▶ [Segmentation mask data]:

== Segment start ==

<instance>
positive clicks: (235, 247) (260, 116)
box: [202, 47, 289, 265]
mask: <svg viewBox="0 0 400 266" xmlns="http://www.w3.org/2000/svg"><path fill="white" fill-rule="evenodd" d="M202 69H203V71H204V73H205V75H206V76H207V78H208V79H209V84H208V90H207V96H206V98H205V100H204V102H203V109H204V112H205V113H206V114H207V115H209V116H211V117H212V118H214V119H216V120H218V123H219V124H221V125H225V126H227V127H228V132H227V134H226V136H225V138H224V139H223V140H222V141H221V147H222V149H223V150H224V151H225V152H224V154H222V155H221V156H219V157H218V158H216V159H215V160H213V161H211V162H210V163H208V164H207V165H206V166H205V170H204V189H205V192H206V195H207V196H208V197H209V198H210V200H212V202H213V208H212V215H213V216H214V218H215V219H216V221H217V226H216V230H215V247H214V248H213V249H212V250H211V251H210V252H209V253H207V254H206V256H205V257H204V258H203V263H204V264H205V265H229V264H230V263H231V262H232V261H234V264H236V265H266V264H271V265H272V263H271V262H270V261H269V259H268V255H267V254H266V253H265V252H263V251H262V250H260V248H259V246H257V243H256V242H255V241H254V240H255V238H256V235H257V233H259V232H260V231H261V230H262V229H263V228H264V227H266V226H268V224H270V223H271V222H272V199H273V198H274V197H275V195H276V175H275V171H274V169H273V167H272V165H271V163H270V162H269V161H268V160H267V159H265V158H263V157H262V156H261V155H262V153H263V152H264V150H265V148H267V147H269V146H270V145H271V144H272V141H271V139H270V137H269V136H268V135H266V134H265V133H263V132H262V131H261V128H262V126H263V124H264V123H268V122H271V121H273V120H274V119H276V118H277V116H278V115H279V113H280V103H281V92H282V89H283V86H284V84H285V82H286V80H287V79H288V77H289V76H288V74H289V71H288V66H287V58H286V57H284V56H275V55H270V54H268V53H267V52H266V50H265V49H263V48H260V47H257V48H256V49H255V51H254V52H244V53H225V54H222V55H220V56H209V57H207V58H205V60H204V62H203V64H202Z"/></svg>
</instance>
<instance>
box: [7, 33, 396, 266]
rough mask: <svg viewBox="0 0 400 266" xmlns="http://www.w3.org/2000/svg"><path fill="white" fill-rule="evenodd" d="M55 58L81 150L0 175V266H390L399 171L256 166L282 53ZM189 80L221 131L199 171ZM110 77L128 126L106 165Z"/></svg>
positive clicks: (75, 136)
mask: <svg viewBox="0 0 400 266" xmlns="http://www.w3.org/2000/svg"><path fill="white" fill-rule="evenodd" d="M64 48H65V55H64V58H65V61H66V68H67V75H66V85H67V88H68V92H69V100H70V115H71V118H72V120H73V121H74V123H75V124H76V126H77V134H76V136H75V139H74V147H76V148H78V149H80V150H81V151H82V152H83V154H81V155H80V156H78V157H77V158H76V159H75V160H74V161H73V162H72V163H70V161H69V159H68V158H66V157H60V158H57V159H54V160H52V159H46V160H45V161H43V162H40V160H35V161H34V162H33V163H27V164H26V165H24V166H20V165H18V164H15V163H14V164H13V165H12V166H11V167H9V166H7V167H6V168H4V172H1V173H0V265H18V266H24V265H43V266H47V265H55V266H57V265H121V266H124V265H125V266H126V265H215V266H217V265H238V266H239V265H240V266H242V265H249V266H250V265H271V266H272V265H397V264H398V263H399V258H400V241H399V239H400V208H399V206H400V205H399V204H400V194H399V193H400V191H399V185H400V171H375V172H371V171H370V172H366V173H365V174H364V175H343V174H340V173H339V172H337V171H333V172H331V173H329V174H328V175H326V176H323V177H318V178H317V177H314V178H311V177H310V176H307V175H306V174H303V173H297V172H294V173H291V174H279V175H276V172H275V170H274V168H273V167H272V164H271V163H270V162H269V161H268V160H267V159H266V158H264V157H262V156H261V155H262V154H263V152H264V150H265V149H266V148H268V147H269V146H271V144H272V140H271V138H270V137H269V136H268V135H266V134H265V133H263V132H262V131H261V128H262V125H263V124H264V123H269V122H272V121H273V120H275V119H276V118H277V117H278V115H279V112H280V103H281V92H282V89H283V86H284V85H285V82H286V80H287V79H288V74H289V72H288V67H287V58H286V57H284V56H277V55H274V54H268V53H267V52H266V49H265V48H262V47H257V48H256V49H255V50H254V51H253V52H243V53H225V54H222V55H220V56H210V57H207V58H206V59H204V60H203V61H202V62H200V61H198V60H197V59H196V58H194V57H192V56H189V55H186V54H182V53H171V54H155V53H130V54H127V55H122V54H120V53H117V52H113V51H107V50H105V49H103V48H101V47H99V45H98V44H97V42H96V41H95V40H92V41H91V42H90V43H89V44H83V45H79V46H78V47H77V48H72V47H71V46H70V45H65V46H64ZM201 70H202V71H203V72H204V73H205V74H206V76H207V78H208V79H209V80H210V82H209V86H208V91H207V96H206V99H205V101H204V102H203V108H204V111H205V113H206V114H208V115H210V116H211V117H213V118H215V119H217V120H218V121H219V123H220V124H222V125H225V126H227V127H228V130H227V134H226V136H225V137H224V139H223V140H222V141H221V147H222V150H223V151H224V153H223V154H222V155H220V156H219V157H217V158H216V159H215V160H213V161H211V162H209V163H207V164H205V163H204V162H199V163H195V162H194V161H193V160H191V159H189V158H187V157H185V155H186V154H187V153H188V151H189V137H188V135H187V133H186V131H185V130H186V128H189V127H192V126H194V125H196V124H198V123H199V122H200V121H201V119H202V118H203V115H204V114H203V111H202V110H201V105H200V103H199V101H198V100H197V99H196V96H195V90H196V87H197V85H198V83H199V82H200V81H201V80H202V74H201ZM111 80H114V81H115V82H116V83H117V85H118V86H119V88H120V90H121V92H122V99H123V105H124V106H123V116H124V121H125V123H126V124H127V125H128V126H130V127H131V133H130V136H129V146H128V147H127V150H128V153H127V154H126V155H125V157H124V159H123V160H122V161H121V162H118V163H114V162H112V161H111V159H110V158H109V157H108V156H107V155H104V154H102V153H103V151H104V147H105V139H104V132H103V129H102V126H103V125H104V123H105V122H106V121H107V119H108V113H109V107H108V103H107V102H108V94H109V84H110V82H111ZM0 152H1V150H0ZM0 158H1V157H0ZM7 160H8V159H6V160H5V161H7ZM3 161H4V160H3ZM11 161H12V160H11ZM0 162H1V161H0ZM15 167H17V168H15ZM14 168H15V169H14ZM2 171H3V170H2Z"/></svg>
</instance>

== Segment end ==

Write out every line of the segmentation mask data above, character for character, with no changes.

<instance>
positive clicks: (235, 247) (260, 116)
box: [202, 47, 289, 265]
mask: <svg viewBox="0 0 400 266" xmlns="http://www.w3.org/2000/svg"><path fill="white" fill-rule="evenodd" d="M202 69H203V71H204V73H205V75H206V76H207V78H208V79H209V84H208V90H207V96H206V98H205V100H204V102H203V109H204V112H205V113H206V114H207V115H209V116H211V117H212V118H214V119H216V120H218V123H219V124H221V125H225V126H227V127H228V132H227V134H226V136H225V138H224V139H223V140H222V141H221V147H222V149H223V150H224V151H225V152H224V154H222V155H221V156H219V157H218V158H216V159H215V160H213V161H211V162H210V163H208V164H207V165H206V166H205V170H204V189H205V192H206V195H207V196H208V197H209V198H210V200H212V202H213V208H212V215H213V216H214V218H215V219H216V221H217V226H216V230H215V247H214V248H213V249H212V250H211V251H210V252H209V253H207V254H206V256H205V257H204V258H203V263H204V264H205V265H229V264H230V263H231V262H232V261H234V264H236V265H266V264H271V265H272V263H271V262H270V261H269V259H268V255H267V254H266V253H265V252H263V251H262V250H260V248H259V246H257V243H256V242H255V241H254V240H255V238H256V235H257V233H259V232H260V231H261V230H262V229H263V228H264V227H266V226H268V224H270V223H271V222H272V199H273V198H274V197H275V195H276V175H275V171H274V169H273V167H272V165H271V163H270V162H269V161H268V160H267V159H265V158H263V157H262V156H261V155H262V153H263V152H264V150H265V148H267V147H269V146H270V145H271V144H272V141H271V139H270V137H269V136H268V135H266V134H265V133H263V132H262V131H261V128H262V126H263V124H264V123H268V122H271V121H273V120H274V119H276V118H277V116H278V115H279V113H280V103H281V92H282V89H283V86H284V84H285V82H286V80H287V79H288V77H289V76H288V74H289V71H288V66H287V58H286V57H284V56H275V55H270V54H268V53H267V52H266V50H265V49H263V48H260V47H257V48H256V49H255V51H254V52H244V53H225V54H222V55H220V56H209V57H207V58H205V60H204V62H203V64H202Z"/></svg>
</instance>
<instance>
box: [7, 33, 396, 266]
rough mask: <svg viewBox="0 0 400 266" xmlns="http://www.w3.org/2000/svg"><path fill="white" fill-rule="evenodd" d="M55 58L81 150L0 175V266H390L399 171L256 166L282 53ZM189 80L221 131L199 171ZM110 77L128 126L106 165Z"/></svg>
positive clicks: (75, 136)
mask: <svg viewBox="0 0 400 266" xmlns="http://www.w3.org/2000/svg"><path fill="white" fill-rule="evenodd" d="M64 48H65V55H64V58H65V61H66V68H67V75H66V85H67V88H68V92H69V100H70V115H71V118H72V120H73V121H74V123H75V124H76V126H77V134H76V136H75V139H74V147H76V148H78V149H80V150H81V151H82V152H83V154H81V155H80V156H78V157H77V158H76V159H75V160H74V161H73V162H72V163H70V161H69V159H68V158H66V157H60V158H57V159H54V160H52V159H46V160H45V161H43V162H40V160H35V161H34V162H33V163H27V164H26V165H24V166H20V165H18V164H15V163H14V164H13V165H12V166H11V167H9V166H7V167H6V168H4V172H1V173H0V265H18V266H24V265H43V266H47V265H55V266H57V265H121V266H124V265H125V266H126V265H215V266H217V265H238V266H239V265H240V266H242V265H249V266H250V265H271V266H272V265H397V264H398V263H399V258H400V241H399V239H400V208H399V206H400V205H399V204H400V194H399V193H400V191H399V185H400V171H375V172H371V171H370V172H366V173H365V174H364V175H343V174H340V173H339V172H337V171H333V172H331V173H329V174H328V175H326V176H323V177H318V178H317V177H314V178H311V177H310V176H307V175H306V174H303V173H297V172H294V173H291V174H279V175H276V172H275V170H274V168H273V167H272V164H271V163H270V162H269V161H268V160H267V159H266V158H264V157H262V156H261V155H262V154H263V152H264V150H265V149H266V148H268V147H269V146H271V144H272V140H271V138H270V137H269V136H268V135H266V134H265V133H263V132H262V131H261V128H262V125H263V124H264V123H269V122H272V121H273V120H275V119H276V118H277V117H278V115H279V112H280V103H281V92H282V89H283V86H284V85H285V82H286V80H287V79H288V74H289V72H288V67H287V58H286V57H284V56H277V55H274V54H268V53H267V52H266V49H265V48H262V47H257V48H256V49H255V50H254V51H253V52H243V53H225V54H222V55H220V56H210V57H207V58H206V59H204V60H203V61H202V62H200V61H198V60H197V59H196V58H194V57H192V56H189V55H186V54H182V53H171V54H155V53H130V54H127V55H122V54H120V53H117V52H113V51H107V50H105V49H103V48H101V47H99V45H98V44H97V42H96V41H95V40H92V41H91V42H90V43H89V44H83V45H79V46H78V47H77V48H72V47H71V46H70V45H65V46H64ZM201 70H202V71H203V72H204V73H205V74H206V76H207V78H208V79H209V80H210V82H209V86H208V91H207V96H206V99H205V101H204V102H203V108H204V111H205V113H206V114H208V115H210V116H211V117H213V118H215V119H217V120H218V121H219V123H220V124H222V125H225V126H227V127H228V130H227V134H226V136H225V137H224V139H223V140H222V141H221V147H222V150H223V151H224V153H223V154H222V155H220V156H219V157H217V158H216V159H215V160H213V161H211V162H209V163H207V164H205V163H204V162H199V163H195V162H194V161H193V160H191V159H189V158H187V157H185V155H186V154H187V153H188V151H189V137H188V135H187V133H186V131H185V130H186V128H189V127H192V126H194V125H196V124H198V123H199V122H200V121H201V119H202V118H203V115H204V114H203V111H202V110H201V105H200V103H199V101H198V100H197V99H196V96H195V90H196V87H197V85H198V83H199V82H200V81H201V80H202V74H201ZM111 80H114V81H115V82H116V83H117V85H118V86H119V88H120V90H121V92H122V99H123V105H124V106H123V116H124V121H125V123H126V124H127V125H128V126H130V127H131V133H130V136H129V146H128V147H127V150H128V153H127V154H126V155H125V157H124V159H123V160H122V161H121V162H118V163H114V162H112V161H111V159H110V158H109V157H108V156H107V155H104V154H102V153H103V151H104V147H105V139H104V132H103V129H102V126H103V125H104V123H105V122H106V121H107V119H108V113H109V107H108V103H107V102H108V94H109V84H110V82H111ZM0 152H1V150H0ZM0 158H1V157H0ZM7 160H8V159H6V160H5V161H7ZM3 161H4V160H3ZM11 161H12V160H11ZM0 162H1V161H0ZM15 167H17V168H15ZM14 168H15V169H14ZM2 171H3V170H2Z"/></svg>
</instance>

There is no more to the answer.